• _Referring expression data_

================

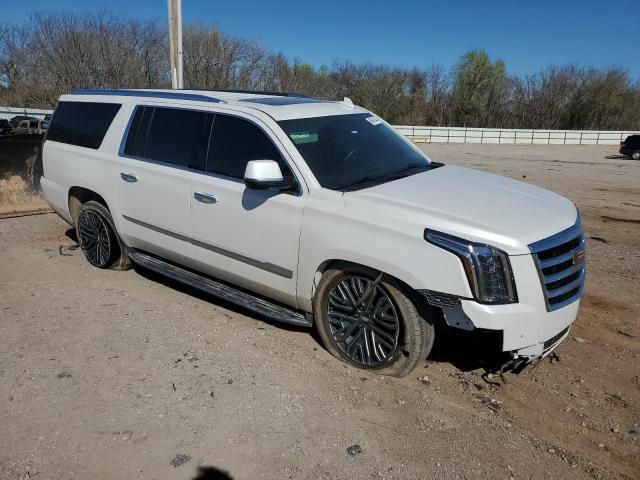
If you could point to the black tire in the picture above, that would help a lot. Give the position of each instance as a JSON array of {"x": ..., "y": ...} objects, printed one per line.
[
  {"x": 98, "y": 238},
  {"x": 414, "y": 336}
]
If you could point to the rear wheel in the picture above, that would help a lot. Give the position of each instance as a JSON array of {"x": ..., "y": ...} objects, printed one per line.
[
  {"x": 98, "y": 239},
  {"x": 365, "y": 319}
]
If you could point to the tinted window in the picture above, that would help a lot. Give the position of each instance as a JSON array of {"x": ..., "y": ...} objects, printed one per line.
[
  {"x": 235, "y": 142},
  {"x": 177, "y": 136},
  {"x": 138, "y": 130},
  {"x": 82, "y": 123}
]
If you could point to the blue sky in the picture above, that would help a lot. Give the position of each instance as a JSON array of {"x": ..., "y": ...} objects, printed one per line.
[{"x": 526, "y": 35}]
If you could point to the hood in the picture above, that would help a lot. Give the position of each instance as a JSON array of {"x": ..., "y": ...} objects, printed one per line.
[{"x": 473, "y": 205}]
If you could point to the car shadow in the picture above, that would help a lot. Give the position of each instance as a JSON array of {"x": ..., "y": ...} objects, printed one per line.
[
  {"x": 71, "y": 234},
  {"x": 468, "y": 350},
  {"x": 212, "y": 473}
]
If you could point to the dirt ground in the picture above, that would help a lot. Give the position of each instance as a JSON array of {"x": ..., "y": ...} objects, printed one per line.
[{"x": 107, "y": 375}]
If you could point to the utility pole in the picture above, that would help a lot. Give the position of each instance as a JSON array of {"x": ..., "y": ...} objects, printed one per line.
[{"x": 175, "y": 42}]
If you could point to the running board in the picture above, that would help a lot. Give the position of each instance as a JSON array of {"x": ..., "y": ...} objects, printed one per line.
[{"x": 257, "y": 305}]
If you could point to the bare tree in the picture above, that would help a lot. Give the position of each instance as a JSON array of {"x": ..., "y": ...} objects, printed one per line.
[{"x": 55, "y": 53}]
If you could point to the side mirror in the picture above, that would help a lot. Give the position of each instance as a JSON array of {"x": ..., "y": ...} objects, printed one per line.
[{"x": 265, "y": 174}]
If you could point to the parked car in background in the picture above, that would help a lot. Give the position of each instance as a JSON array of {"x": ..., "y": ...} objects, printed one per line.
[
  {"x": 631, "y": 147},
  {"x": 15, "y": 121},
  {"x": 317, "y": 214},
  {"x": 5, "y": 127},
  {"x": 32, "y": 126}
]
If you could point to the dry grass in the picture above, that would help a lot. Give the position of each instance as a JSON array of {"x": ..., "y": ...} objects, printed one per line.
[{"x": 16, "y": 196}]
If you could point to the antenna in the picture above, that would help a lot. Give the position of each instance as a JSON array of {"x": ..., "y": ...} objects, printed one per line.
[{"x": 347, "y": 101}]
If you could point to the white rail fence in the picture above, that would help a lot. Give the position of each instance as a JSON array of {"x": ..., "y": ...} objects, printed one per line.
[
  {"x": 457, "y": 135},
  {"x": 512, "y": 136},
  {"x": 10, "y": 112}
]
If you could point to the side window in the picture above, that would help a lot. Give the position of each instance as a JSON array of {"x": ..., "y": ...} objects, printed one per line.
[
  {"x": 138, "y": 130},
  {"x": 235, "y": 142},
  {"x": 170, "y": 135},
  {"x": 176, "y": 136},
  {"x": 81, "y": 123}
]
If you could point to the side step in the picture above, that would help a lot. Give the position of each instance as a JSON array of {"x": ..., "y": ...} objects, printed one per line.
[{"x": 263, "y": 307}]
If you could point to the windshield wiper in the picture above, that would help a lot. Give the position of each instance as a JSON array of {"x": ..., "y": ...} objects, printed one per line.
[{"x": 404, "y": 172}]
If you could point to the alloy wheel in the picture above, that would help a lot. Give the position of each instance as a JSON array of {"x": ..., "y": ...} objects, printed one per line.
[
  {"x": 363, "y": 321},
  {"x": 94, "y": 238}
]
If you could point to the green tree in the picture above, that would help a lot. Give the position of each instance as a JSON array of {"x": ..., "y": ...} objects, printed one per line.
[{"x": 480, "y": 90}]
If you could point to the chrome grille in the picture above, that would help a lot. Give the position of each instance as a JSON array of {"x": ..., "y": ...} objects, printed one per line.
[{"x": 560, "y": 260}]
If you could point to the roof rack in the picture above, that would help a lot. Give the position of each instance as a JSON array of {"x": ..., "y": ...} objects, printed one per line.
[
  {"x": 253, "y": 92},
  {"x": 148, "y": 93}
]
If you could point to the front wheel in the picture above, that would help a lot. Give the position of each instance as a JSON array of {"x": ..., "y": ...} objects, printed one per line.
[{"x": 365, "y": 319}]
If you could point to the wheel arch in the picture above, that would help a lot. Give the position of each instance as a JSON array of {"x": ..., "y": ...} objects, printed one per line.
[
  {"x": 419, "y": 300},
  {"x": 78, "y": 195}
]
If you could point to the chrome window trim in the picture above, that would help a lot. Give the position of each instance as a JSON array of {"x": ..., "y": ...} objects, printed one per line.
[{"x": 298, "y": 192}]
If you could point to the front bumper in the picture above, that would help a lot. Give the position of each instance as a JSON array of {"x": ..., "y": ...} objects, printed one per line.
[{"x": 528, "y": 329}]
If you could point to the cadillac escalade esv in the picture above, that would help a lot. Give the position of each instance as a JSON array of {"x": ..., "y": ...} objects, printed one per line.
[{"x": 315, "y": 213}]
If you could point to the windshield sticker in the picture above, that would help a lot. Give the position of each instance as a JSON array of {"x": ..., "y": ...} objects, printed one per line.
[{"x": 304, "y": 137}]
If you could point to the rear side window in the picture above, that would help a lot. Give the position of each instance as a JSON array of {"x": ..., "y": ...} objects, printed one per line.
[
  {"x": 235, "y": 142},
  {"x": 170, "y": 135},
  {"x": 82, "y": 123}
]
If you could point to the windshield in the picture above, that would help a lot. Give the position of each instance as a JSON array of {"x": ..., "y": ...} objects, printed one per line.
[{"x": 349, "y": 152}]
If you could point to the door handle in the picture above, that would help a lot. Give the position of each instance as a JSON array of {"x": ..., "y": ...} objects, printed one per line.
[
  {"x": 129, "y": 177},
  {"x": 204, "y": 197}
]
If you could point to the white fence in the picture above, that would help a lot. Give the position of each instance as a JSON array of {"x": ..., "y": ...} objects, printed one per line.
[
  {"x": 457, "y": 135},
  {"x": 512, "y": 136},
  {"x": 10, "y": 112}
]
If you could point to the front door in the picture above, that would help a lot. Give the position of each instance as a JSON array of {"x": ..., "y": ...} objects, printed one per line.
[{"x": 247, "y": 237}]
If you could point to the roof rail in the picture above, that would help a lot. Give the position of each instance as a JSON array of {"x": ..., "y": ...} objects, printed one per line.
[
  {"x": 253, "y": 92},
  {"x": 148, "y": 93}
]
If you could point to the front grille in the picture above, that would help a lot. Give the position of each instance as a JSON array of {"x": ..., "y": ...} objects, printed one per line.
[{"x": 560, "y": 261}]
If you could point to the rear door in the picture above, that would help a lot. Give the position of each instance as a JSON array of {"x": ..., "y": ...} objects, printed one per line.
[
  {"x": 248, "y": 237},
  {"x": 164, "y": 150}
]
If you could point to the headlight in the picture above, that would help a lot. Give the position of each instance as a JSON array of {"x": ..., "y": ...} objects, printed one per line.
[{"x": 488, "y": 269}]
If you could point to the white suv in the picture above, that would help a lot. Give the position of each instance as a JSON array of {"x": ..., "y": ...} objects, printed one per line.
[{"x": 313, "y": 212}]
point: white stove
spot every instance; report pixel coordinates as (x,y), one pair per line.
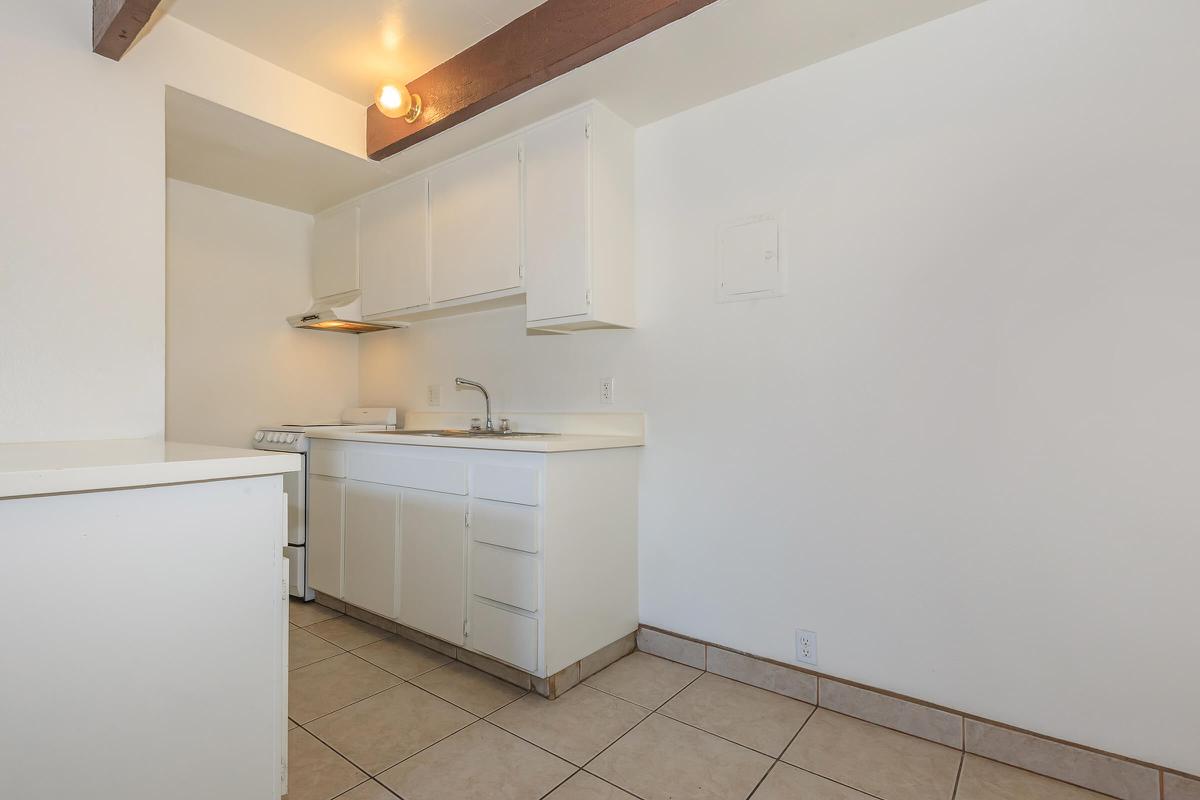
(292,438)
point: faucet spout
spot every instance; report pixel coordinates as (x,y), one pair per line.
(487,401)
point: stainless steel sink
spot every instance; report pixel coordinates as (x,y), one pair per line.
(468,434)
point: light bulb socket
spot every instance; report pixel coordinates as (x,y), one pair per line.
(414,109)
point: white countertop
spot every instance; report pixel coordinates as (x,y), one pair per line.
(66,467)
(551,443)
(565,432)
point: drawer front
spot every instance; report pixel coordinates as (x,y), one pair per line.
(507,483)
(505,524)
(504,635)
(445,476)
(505,576)
(327,462)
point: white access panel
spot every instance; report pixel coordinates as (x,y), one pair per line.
(750,262)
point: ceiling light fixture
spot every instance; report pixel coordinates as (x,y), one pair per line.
(394,100)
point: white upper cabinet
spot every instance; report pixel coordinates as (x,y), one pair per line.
(393,247)
(579,222)
(557,218)
(545,215)
(335,252)
(475,223)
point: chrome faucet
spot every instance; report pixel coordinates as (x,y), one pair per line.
(487,401)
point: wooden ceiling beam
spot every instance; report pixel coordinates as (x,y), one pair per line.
(117,23)
(539,46)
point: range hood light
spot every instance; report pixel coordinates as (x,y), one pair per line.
(341,314)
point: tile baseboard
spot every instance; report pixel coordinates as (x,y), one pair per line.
(1111,774)
(1176,787)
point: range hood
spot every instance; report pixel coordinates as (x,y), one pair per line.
(340,313)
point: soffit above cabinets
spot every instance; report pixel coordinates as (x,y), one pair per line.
(719,49)
(215,146)
(349,46)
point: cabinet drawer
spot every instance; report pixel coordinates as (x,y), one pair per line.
(504,635)
(327,462)
(507,483)
(505,576)
(445,476)
(505,524)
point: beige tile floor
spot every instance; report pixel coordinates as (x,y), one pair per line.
(378,717)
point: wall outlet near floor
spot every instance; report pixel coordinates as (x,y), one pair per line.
(807,647)
(606,390)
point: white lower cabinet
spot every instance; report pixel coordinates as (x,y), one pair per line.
(504,635)
(325,534)
(432,554)
(527,558)
(372,531)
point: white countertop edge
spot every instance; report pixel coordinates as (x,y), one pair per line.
(564,443)
(71,467)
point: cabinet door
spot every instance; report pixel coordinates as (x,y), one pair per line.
(432,563)
(335,252)
(557,210)
(327,505)
(372,518)
(393,248)
(475,223)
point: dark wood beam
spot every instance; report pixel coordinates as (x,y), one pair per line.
(539,46)
(117,23)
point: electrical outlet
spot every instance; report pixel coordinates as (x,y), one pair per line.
(807,647)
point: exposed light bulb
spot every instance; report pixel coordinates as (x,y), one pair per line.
(395,101)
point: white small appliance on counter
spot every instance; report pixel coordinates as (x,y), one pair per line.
(293,438)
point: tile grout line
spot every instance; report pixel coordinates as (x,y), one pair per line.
(303,725)
(324,744)
(780,757)
(636,726)
(958,777)
(825,777)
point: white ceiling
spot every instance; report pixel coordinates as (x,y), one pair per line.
(349,46)
(719,49)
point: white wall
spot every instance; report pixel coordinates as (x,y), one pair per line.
(963,449)
(82,209)
(235,269)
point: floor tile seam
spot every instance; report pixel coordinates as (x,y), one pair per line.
(447,699)
(778,758)
(402,681)
(292,669)
(373,776)
(612,744)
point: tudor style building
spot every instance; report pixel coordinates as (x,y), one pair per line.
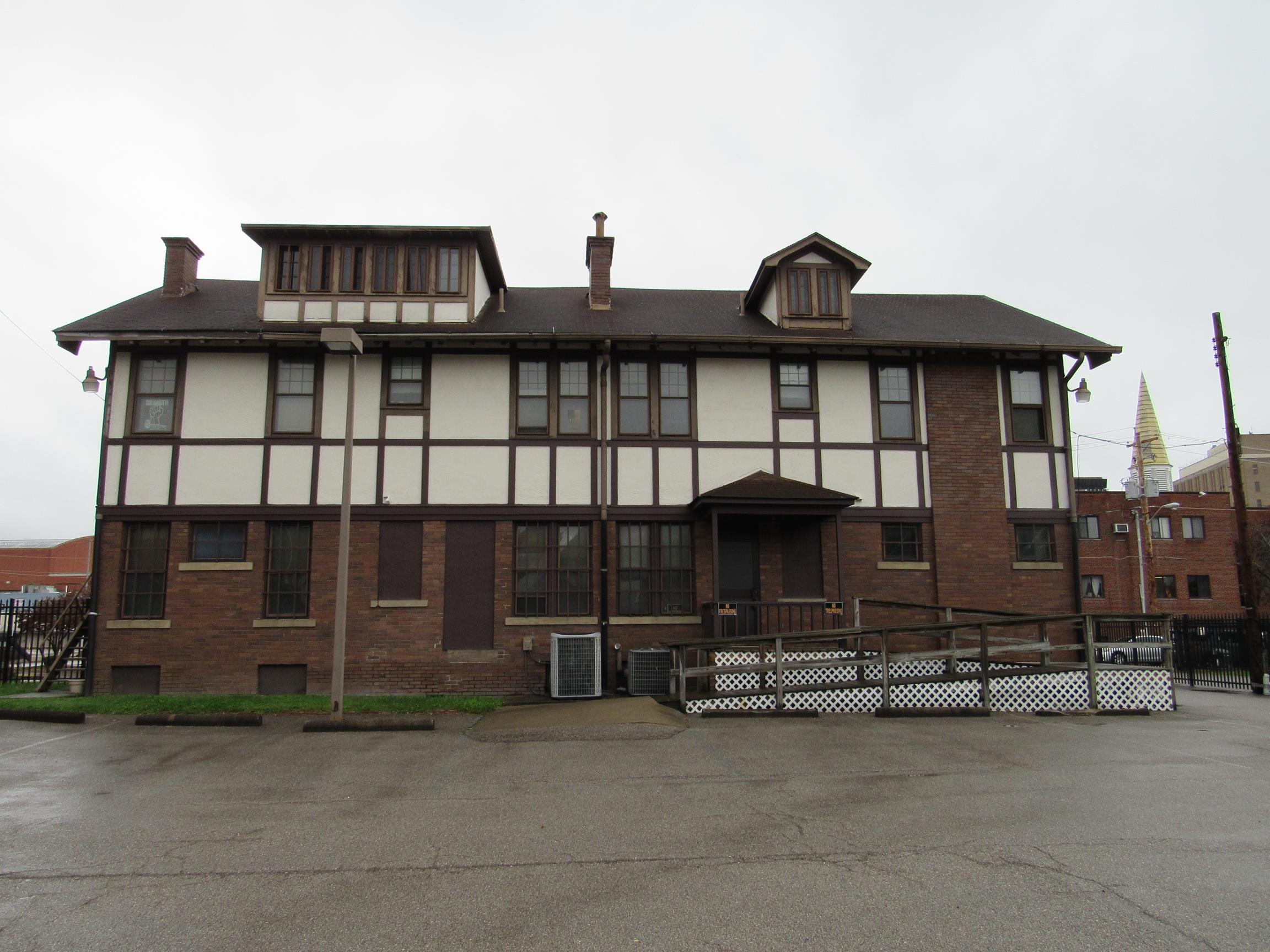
(539,460)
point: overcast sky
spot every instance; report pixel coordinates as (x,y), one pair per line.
(1099,164)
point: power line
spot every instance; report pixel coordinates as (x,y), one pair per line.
(41,349)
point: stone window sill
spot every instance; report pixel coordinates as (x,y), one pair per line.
(562,620)
(657,620)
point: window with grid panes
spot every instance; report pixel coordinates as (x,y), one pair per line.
(902,542)
(154,409)
(218,541)
(294,389)
(654,569)
(1026,407)
(286,577)
(145,570)
(1034,544)
(895,403)
(553,569)
(406,381)
(633,404)
(795,386)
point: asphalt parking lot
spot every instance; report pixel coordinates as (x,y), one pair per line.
(1008,833)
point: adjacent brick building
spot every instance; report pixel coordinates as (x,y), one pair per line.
(554,460)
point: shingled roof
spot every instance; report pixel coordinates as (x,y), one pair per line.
(228,309)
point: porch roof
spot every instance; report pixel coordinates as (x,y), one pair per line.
(762,489)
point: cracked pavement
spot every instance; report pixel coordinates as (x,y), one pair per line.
(1079,833)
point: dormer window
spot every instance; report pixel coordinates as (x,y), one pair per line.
(289,268)
(800,291)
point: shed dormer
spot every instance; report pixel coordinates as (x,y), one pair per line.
(807,285)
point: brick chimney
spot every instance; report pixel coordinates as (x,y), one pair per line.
(600,263)
(181,267)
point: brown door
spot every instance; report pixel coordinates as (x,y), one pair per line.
(469,620)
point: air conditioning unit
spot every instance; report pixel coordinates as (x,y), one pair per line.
(575,664)
(648,670)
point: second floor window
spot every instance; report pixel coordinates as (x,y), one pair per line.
(553,569)
(286,577)
(145,570)
(289,268)
(154,409)
(294,390)
(1026,407)
(895,403)
(449,274)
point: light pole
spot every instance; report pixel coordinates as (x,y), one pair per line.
(1142,562)
(343,340)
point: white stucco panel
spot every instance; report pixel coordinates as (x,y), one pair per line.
(734,400)
(898,478)
(846,405)
(227,395)
(403,475)
(573,475)
(219,475)
(718,466)
(850,471)
(470,397)
(290,475)
(331,475)
(532,475)
(119,394)
(675,477)
(149,475)
(1033,475)
(468,475)
(799,465)
(110,494)
(634,477)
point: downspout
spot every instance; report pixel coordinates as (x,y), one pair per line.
(604,517)
(1074,517)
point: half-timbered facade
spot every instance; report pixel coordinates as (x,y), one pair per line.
(535,460)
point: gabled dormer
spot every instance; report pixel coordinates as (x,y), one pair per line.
(354,274)
(807,285)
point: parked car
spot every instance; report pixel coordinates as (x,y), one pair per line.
(1141,649)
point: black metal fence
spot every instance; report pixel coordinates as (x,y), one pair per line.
(34,632)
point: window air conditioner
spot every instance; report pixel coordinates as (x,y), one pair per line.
(648,670)
(575,666)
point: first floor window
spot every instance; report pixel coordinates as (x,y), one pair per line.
(553,569)
(145,570)
(286,578)
(218,541)
(654,569)
(901,542)
(1034,544)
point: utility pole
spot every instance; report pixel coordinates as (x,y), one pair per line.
(1247,575)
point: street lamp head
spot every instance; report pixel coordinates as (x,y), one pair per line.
(341,340)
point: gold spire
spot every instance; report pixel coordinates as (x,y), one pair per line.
(1154,450)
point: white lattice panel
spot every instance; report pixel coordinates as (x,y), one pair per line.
(1052,691)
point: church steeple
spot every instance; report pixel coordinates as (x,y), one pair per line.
(1155,453)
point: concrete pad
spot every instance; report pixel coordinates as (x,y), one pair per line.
(605,719)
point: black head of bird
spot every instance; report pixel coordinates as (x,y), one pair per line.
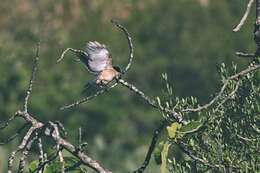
(98,61)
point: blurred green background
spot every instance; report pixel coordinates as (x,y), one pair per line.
(184,38)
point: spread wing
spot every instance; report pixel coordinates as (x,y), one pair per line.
(98,57)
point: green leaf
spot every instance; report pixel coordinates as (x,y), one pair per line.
(157,153)
(164,157)
(172,129)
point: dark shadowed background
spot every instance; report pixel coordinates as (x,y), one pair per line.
(184,38)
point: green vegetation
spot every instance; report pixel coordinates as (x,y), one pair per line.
(185,39)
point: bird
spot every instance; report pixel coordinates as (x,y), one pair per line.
(98,61)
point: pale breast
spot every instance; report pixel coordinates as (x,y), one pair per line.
(106,76)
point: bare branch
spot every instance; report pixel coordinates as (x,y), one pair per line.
(29,90)
(243,19)
(75,51)
(87,98)
(152,102)
(19,131)
(130,45)
(245,55)
(249,69)
(155,137)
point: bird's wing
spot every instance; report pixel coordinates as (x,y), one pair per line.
(98,57)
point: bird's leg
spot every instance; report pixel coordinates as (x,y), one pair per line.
(76,52)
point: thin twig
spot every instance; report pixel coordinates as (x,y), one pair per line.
(152,102)
(75,51)
(130,45)
(87,98)
(236,76)
(19,131)
(155,137)
(29,90)
(243,19)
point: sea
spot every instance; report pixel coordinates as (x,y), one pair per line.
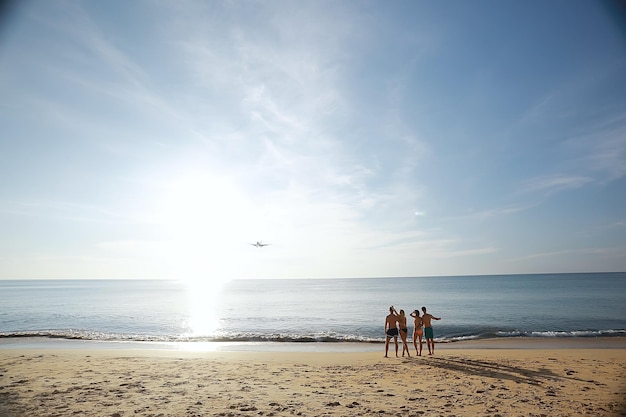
(311,311)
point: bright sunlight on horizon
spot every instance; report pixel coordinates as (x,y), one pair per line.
(357,139)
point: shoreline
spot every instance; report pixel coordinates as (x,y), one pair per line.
(523,343)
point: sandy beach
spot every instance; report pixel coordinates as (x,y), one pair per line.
(474,381)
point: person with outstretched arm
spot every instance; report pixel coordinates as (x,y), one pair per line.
(428,330)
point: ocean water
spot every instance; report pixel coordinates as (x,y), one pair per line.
(314,310)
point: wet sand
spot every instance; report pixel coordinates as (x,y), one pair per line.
(480,380)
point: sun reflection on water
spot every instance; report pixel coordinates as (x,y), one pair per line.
(203,296)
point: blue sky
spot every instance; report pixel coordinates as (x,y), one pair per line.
(155,139)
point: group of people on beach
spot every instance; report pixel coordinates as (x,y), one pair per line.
(395,324)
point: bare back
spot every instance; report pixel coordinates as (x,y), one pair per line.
(391,321)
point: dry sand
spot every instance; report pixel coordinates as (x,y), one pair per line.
(456,382)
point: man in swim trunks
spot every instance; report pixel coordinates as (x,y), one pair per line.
(391,329)
(428,330)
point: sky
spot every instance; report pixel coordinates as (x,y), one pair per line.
(160,139)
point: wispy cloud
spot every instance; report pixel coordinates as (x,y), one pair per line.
(547,185)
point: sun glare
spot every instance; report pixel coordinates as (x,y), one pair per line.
(203,296)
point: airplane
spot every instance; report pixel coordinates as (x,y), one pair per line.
(260,244)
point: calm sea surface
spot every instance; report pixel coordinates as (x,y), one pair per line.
(330,310)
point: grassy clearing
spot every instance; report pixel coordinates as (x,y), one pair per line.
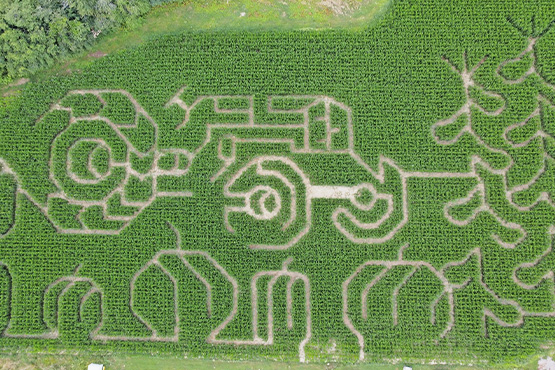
(222,15)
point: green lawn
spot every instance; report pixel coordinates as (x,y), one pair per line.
(142,362)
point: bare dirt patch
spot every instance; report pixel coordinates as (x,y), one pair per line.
(97,54)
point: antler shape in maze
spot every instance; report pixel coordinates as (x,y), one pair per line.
(491,301)
(462,212)
(535,130)
(275,275)
(530,275)
(450,130)
(527,57)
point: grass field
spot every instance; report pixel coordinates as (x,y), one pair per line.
(378,194)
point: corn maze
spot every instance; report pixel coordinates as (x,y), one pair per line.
(311,196)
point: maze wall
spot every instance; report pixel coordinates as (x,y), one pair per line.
(317,196)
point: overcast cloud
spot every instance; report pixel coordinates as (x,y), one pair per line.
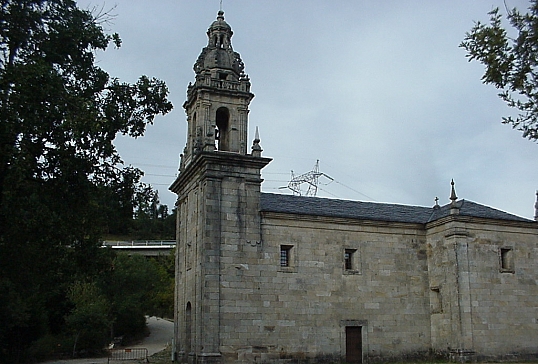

================

• _What you need to do_
Among the entries above, locate the lines containing "point: beige tile floor" and "point: cabinet door", and transcribe exactly those two lines and all lines between.

• _Exercise answer_
point: beige tile floor
spot every instance; report pixel coordinates as (x,y), one pair per line.
(378,717)
point: wall outlet near floor
spot every instance; report pixel coordinates as (x,y), one pair per line.
(807,647)
(606,390)
point: white lower cabinet
spot every instance; report pixel coordinates as (x,y), one pair per line.
(504,635)
(325,534)
(432,554)
(527,558)
(372,531)
point: white countertop edge
spot every instance; report pixel coordinates as (x,y), one pair per line.
(564,443)
(71,467)
point: cabinet door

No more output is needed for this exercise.